= WHAT TO PRODUCE =
Pick out each line of the items below that contains the word "black", and copy those lines. Case counts.

= THE RECORDS =
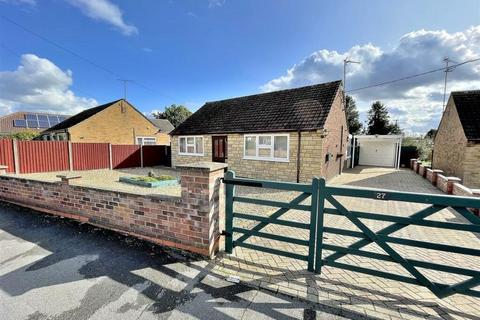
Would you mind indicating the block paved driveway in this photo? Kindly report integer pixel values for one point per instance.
(366, 295)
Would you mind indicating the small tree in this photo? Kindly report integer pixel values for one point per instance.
(176, 114)
(431, 134)
(379, 120)
(395, 128)
(353, 119)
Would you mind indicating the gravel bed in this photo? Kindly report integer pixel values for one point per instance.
(108, 179)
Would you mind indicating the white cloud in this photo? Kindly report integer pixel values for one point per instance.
(106, 11)
(39, 85)
(215, 3)
(415, 103)
(27, 2)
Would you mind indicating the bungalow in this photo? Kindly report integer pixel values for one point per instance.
(456, 148)
(116, 122)
(288, 135)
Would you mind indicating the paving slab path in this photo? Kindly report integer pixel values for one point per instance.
(370, 296)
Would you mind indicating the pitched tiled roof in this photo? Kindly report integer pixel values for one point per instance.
(304, 108)
(163, 125)
(468, 108)
(79, 117)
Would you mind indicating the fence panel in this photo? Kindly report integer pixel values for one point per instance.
(90, 156)
(42, 156)
(6, 154)
(126, 156)
(156, 156)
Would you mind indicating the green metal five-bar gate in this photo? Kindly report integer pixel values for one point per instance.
(321, 195)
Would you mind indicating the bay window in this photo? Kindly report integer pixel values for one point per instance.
(146, 141)
(269, 147)
(191, 145)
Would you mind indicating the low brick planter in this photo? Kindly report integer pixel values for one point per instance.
(416, 166)
(412, 163)
(189, 222)
(422, 170)
(432, 175)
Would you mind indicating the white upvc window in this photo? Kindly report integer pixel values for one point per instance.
(268, 147)
(190, 145)
(146, 141)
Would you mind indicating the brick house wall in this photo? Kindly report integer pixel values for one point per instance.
(178, 159)
(471, 166)
(311, 144)
(190, 222)
(450, 143)
(117, 124)
(314, 146)
(335, 142)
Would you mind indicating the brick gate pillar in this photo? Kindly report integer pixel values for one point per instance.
(202, 192)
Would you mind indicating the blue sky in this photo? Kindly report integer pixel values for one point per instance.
(189, 52)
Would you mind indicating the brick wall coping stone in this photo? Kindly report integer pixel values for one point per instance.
(463, 188)
(210, 166)
(160, 197)
(453, 179)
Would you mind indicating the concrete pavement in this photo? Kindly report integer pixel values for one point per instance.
(53, 268)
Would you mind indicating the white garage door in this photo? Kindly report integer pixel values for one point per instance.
(377, 153)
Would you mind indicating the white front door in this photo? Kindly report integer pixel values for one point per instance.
(377, 153)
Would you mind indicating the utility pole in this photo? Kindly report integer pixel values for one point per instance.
(448, 69)
(345, 62)
(125, 83)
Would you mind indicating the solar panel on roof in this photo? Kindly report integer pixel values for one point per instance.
(43, 124)
(53, 118)
(19, 123)
(32, 123)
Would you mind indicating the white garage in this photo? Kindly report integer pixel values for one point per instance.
(377, 150)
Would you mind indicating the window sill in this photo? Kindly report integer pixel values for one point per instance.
(267, 159)
(191, 154)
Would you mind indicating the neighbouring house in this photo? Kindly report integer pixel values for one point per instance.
(116, 122)
(456, 149)
(163, 126)
(28, 121)
(287, 135)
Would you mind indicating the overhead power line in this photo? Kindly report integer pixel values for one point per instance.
(414, 75)
(115, 75)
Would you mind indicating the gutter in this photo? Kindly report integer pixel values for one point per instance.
(299, 144)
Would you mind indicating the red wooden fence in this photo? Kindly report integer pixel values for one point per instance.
(6, 154)
(42, 156)
(45, 156)
(126, 156)
(90, 156)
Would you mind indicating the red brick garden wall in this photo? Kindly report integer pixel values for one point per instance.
(189, 222)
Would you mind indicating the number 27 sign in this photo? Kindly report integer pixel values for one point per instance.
(381, 195)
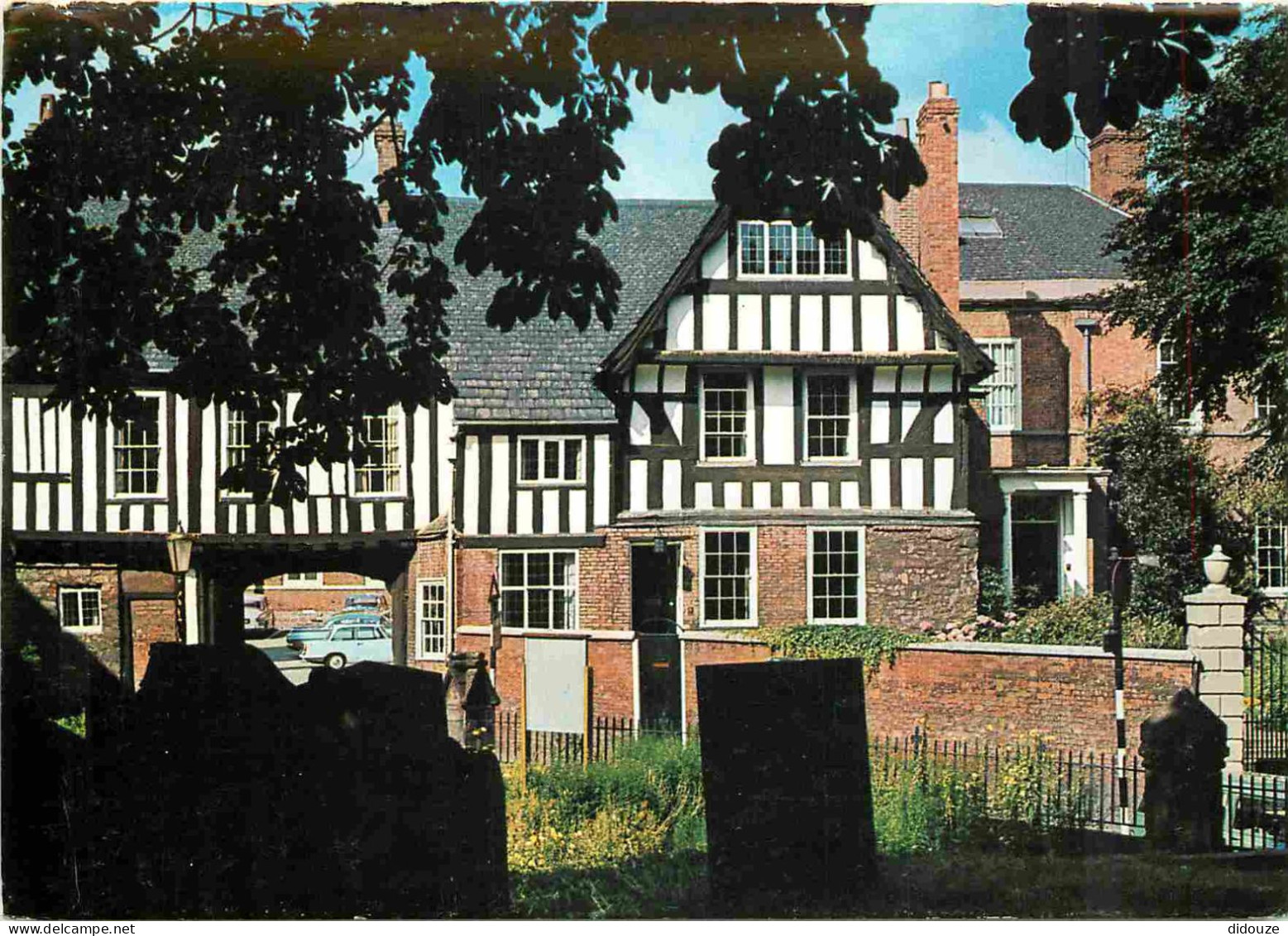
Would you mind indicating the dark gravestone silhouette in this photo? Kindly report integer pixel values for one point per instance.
(1184, 753)
(472, 702)
(231, 793)
(784, 770)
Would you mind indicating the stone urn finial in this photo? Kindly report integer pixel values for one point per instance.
(1216, 565)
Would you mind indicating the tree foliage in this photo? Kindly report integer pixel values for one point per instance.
(1166, 498)
(242, 124)
(1207, 244)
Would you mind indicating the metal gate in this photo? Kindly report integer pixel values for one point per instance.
(1265, 689)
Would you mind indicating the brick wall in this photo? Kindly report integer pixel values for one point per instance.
(152, 622)
(1003, 694)
(41, 583)
(922, 573)
(429, 561)
(612, 665)
(1054, 385)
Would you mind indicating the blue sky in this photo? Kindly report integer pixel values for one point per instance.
(978, 49)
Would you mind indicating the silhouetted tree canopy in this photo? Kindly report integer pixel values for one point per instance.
(242, 120)
(1207, 244)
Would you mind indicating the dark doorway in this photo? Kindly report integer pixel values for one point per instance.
(654, 612)
(1036, 548)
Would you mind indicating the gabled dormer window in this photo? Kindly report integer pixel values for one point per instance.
(783, 249)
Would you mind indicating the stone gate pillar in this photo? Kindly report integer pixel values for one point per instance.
(1215, 633)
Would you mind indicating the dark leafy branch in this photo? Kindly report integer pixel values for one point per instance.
(238, 125)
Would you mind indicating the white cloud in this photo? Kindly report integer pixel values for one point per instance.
(994, 154)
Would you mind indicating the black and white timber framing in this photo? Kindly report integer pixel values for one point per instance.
(881, 325)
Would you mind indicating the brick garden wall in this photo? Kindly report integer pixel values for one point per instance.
(920, 573)
(152, 622)
(41, 583)
(1003, 693)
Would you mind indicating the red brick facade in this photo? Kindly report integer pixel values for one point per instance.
(938, 200)
(1116, 159)
(1001, 693)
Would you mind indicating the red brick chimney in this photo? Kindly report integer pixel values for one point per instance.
(45, 113)
(902, 215)
(1116, 160)
(938, 200)
(389, 138)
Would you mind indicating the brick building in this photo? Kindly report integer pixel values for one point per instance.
(1027, 276)
(776, 430)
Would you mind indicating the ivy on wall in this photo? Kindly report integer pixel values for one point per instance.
(872, 644)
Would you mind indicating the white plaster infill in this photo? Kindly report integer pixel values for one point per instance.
(479, 631)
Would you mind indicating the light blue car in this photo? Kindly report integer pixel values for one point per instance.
(348, 642)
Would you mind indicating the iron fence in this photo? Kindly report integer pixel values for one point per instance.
(546, 748)
(1035, 784)
(1265, 689)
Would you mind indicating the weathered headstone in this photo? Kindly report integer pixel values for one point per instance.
(784, 770)
(472, 702)
(1184, 751)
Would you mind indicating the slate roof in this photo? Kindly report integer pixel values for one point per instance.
(1049, 233)
(540, 370)
(545, 372)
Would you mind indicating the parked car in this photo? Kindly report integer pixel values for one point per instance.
(365, 602)
(252, 610)
(349, 642)
(298, 637)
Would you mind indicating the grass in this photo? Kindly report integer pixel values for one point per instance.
(628, 841)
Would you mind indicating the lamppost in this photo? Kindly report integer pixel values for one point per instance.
(178, 545)
(1119, 591)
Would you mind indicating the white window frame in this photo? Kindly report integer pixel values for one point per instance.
(400, 422)
(97, 591)
(424, 617)
(753, 586)
(1195, 420)
(749, 448)
(851, 443)
(298, 580)
(162, 454)
(765, 227)
(1017, 423)
(543, 480)
(1262, 405)
(862, 617)
(576, 588)
(1274, 591)
(226, 420)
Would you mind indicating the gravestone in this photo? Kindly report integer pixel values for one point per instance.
(784, 770)
(1184, 751)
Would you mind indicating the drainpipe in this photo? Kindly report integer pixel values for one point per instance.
(1089, 328)
(450, 545)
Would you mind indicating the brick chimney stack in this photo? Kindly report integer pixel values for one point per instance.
(389, 138)
(938, 201)
(46, 111)
(901, 217)
(1116, 160)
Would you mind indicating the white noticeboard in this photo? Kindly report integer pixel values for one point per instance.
(555, 672)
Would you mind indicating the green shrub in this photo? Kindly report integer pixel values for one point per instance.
(874, 644)
(1082, 621)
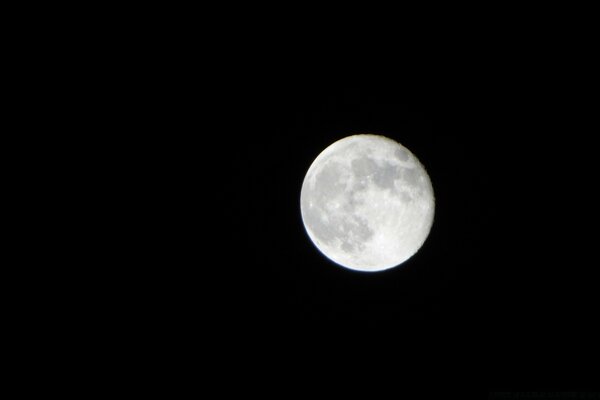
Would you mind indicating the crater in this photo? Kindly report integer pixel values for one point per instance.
(401, 154)
(386, 176)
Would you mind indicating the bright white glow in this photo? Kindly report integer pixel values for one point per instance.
(367, 203)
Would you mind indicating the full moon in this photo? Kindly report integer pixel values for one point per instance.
(367, 203)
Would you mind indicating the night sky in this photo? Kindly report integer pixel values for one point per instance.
(501, 295)
(498, 287)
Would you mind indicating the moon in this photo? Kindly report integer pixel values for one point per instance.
(367, 203)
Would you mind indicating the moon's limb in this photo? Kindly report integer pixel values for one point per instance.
(367, 203)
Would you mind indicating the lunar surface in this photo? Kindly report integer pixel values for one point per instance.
(367, 203)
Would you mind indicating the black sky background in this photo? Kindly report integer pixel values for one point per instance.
(501, 290)
(502, 294)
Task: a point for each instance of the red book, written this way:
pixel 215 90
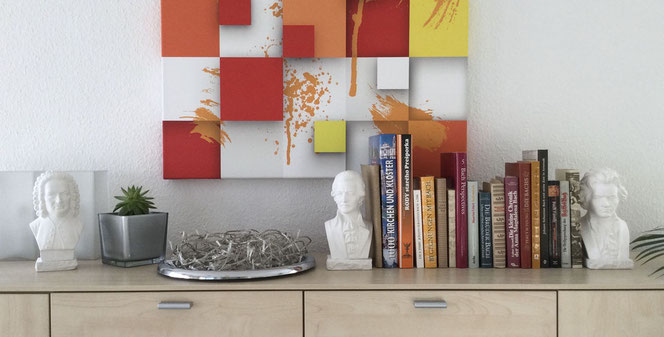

= PROBLEM SOLUTION =
Would you mind indicating the black and white timber framing in this photo? Kindly report integer pixel values for one point per instance.
Would you mind indicating the black sky background in this photo? Kindly report integer pixel values for one point per instance.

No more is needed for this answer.